►

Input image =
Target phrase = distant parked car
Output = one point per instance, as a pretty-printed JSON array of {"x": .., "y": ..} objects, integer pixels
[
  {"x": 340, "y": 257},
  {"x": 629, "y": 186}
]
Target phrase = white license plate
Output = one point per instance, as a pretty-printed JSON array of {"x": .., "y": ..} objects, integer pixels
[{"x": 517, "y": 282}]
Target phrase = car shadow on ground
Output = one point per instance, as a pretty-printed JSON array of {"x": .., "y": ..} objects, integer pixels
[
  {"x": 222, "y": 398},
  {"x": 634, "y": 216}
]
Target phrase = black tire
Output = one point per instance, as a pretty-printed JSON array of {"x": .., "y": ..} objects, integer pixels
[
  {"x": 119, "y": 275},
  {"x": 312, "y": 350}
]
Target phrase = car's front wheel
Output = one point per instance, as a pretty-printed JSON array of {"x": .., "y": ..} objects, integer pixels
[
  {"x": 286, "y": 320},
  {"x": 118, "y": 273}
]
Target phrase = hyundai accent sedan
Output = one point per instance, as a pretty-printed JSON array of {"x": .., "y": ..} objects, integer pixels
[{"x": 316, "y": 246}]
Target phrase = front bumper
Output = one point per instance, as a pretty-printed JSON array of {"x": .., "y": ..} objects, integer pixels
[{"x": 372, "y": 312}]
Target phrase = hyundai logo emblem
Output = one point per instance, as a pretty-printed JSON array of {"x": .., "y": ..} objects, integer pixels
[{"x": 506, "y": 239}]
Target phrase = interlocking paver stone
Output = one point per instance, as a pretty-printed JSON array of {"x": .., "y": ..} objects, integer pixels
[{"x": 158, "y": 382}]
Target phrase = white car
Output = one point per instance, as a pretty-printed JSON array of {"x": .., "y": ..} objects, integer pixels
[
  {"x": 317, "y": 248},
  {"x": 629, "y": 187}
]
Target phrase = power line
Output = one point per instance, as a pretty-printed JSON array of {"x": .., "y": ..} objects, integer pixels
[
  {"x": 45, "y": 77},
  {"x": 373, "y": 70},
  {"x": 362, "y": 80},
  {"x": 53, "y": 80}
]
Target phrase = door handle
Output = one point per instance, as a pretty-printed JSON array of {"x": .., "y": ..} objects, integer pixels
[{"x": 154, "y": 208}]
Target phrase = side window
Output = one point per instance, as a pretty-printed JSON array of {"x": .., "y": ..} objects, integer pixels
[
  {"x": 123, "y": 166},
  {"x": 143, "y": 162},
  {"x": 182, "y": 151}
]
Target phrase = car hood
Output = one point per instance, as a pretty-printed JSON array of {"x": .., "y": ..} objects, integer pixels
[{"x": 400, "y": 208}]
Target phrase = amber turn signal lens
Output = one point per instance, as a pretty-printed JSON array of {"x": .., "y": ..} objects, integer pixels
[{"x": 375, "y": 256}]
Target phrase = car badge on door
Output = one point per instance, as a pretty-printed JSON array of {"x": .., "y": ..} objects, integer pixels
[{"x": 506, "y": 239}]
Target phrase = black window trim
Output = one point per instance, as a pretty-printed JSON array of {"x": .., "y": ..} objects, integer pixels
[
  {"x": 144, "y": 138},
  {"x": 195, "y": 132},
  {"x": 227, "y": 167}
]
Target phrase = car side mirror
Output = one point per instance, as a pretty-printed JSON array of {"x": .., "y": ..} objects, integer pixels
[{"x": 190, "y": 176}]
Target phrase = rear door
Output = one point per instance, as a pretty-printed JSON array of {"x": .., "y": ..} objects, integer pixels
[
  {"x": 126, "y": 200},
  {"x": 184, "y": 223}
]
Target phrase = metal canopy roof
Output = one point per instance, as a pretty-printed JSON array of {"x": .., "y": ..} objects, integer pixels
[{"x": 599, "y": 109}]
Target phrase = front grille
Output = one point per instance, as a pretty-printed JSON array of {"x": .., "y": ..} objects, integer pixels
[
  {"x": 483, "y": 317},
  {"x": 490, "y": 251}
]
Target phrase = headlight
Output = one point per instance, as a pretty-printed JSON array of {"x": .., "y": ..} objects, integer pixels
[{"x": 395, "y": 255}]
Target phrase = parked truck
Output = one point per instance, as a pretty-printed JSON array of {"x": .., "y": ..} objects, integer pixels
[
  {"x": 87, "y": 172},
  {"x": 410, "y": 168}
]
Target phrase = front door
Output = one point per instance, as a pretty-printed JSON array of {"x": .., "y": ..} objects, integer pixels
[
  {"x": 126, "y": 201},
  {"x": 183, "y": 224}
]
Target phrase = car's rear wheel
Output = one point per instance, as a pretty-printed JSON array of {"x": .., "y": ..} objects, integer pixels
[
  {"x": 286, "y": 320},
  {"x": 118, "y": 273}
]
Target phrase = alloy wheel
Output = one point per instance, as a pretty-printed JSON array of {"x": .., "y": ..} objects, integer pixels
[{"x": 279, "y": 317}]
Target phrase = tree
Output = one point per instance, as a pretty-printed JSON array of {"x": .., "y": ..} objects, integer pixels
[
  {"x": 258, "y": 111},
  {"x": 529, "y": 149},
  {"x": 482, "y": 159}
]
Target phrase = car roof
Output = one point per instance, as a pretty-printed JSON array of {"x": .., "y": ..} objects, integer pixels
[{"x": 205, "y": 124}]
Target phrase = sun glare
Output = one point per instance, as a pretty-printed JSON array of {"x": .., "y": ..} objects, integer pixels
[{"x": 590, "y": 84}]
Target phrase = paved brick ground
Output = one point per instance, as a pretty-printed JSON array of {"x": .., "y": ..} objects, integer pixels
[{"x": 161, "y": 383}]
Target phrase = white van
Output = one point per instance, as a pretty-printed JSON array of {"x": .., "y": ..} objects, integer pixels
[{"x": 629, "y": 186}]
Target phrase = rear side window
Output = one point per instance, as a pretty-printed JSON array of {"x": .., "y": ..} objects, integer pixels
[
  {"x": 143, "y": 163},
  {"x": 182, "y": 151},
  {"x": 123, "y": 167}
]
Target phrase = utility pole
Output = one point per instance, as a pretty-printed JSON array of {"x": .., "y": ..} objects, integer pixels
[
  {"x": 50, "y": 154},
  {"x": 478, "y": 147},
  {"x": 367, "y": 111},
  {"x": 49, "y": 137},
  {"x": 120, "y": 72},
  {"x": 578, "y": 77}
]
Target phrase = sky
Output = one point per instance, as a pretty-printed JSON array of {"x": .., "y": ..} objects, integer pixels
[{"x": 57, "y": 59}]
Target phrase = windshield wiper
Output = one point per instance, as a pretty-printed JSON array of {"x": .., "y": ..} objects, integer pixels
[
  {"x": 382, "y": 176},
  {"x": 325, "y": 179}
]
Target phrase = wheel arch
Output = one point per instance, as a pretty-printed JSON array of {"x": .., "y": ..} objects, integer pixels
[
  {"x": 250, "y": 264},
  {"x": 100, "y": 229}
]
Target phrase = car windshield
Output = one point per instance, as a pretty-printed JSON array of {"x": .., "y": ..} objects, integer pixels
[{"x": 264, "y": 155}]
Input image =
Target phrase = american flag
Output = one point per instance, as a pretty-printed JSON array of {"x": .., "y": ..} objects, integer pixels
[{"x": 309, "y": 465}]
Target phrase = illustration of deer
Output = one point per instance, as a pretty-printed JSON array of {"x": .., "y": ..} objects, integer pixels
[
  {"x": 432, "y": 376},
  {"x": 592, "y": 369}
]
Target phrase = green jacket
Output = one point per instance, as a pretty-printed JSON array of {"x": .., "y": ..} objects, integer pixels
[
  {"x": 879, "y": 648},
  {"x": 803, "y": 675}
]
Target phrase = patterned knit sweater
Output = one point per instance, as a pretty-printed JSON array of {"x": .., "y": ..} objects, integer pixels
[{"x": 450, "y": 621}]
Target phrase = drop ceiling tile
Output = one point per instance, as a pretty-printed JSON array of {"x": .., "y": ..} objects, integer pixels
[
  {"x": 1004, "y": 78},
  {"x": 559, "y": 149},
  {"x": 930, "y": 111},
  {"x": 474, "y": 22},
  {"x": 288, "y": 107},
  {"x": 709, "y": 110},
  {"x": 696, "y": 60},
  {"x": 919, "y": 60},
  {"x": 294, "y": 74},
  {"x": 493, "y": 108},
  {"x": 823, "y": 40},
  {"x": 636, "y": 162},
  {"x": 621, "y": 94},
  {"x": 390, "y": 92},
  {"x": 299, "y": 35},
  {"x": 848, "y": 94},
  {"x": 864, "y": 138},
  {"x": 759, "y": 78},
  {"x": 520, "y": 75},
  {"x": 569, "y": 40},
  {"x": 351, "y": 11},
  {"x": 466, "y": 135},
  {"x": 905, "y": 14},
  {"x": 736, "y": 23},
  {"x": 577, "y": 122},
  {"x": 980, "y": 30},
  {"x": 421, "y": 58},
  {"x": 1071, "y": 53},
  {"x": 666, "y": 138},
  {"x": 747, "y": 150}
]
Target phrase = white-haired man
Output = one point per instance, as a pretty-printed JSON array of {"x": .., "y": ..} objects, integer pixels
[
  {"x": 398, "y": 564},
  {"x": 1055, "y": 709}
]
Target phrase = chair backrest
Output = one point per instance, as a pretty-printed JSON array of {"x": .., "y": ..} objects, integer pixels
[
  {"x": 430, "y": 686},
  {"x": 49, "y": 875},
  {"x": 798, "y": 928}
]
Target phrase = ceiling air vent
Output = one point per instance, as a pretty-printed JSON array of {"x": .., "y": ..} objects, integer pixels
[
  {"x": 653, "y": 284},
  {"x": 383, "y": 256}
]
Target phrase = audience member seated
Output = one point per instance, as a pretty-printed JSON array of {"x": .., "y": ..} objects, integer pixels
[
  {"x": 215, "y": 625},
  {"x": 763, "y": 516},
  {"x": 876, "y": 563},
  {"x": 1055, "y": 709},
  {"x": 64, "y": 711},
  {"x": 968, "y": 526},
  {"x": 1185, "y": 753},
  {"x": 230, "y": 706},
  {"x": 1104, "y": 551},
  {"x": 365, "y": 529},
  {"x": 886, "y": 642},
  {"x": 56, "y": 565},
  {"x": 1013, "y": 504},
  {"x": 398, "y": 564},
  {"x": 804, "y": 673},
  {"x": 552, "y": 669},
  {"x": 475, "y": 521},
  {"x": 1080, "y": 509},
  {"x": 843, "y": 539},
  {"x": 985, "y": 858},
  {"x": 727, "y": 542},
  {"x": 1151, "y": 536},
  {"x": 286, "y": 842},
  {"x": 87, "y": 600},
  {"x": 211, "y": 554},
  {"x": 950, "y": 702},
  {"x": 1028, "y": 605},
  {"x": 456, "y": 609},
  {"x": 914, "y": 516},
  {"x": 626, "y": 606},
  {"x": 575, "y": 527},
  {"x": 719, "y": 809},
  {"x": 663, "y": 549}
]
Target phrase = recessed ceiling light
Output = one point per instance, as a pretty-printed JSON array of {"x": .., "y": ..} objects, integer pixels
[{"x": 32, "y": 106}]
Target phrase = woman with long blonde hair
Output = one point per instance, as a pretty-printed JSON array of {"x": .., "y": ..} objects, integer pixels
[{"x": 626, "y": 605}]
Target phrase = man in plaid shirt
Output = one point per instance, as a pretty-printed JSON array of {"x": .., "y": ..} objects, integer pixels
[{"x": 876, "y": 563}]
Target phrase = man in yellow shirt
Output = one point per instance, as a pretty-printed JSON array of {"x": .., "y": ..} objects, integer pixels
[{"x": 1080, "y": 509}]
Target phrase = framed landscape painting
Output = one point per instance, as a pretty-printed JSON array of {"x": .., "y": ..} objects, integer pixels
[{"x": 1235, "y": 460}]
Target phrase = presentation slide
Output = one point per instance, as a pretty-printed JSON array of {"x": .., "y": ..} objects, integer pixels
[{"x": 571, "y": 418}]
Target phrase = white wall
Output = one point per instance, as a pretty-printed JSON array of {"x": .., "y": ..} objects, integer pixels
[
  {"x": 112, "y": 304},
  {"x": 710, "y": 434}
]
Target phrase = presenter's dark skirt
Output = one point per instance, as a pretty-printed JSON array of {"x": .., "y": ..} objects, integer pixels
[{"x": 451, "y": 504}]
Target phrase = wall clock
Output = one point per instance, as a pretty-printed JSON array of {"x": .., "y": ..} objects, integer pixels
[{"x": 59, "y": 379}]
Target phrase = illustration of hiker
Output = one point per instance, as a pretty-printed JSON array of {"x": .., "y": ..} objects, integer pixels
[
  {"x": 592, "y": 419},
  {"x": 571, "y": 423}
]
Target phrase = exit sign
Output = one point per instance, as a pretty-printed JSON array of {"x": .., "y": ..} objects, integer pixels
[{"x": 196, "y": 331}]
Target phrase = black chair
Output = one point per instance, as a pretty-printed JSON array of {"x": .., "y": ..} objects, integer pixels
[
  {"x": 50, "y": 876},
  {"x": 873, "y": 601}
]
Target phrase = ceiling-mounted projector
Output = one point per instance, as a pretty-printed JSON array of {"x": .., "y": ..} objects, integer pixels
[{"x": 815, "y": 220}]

◄

- WHAT THIS TASK INVOLVES -
Repeat exactly the lines from the one containing "Target phrase = woman with long blonde hair" through the last line of the records above, both included, and nothing else.

- REPLY -
Target phrase = woman with long blonde hair
Output = one point per instance, as a pretty-printed JSON array of {"x": .., "y": ..} objects, integer pixels
[{"x": 626, "y": 605}]
Target phrase = man in plaid shirt
Output = one point per instance, as a pretty-printed JSON array of {"x": .., "y": ..} objects, integer pixels
[{"x": 876, "y": 563}]
Target phrase = man in yellow shirt
Output = one point per instance, as a pretty-printed JSON array of {"x": .., "y": ..} objects, integer pixels
[{"x": 1080, "y": 509}]
Target phrase = framed landscape painting
Output = one point per instance, as a pretty-printed JSON array of {"x": .., "y": ..} objects, integer pixels
[{"x": 1235, "y": 460}]
Target phrase = presentation slide
Output = one point per instance, as a pretty-printed JSON array of {"x": .., "y": ..} objects, integer pixels
[{"x": 571, "y": 418}]
Target phrase = white wall
Output = one point per instance, as a pretty-printed JSON array of {"x": .., "y": ..} objects, integer pixels
[
  {"x": 112, "y": 304},
  {"x": 710, "y": 434}
]
Target phrase = presenter's dark skirt
Output = one point per instance, as a pretty-printed JSON array of {"x": .., "y": ..} objects, integer pixels
[{"x": 451, "y": 504}]
Target phrase = wall clock
Output = one point per instance, as a pretty-printed JSON array of {"x": .., "y": ..} objects, integer pixels
[{"x": 59, "y": 379}]
Target phrase = illustration of hiker
Output = one point per instance, as a pretty-printed JSON array of {"x": .., "y": ..} objects, integer pixels
[
  {"x": 592, "y": 419},
  {"x": 571, "y": 423}
]
Target phrase = exit sign
Output = one point per instance, as a pretty-printed JSON array of {"x": .., "y": ..} objects, integer pixels
[{"x": 196, "y": 331}]
Target phrase = black chair
Output = one point per instance, as a pretty-printed JSON array of {"x": .., "y": ..} objects, integer pixels
[
  {"x": 50, "y": 876},
  {"x": 873, "y": 601}
]
Target phrase = ceiling-mounted projector
Output = one point per instance, as a pretty-printed JSON array of {"x": .., "y": ..} objects, integer pixels
[{"x": 815, "y": 220}]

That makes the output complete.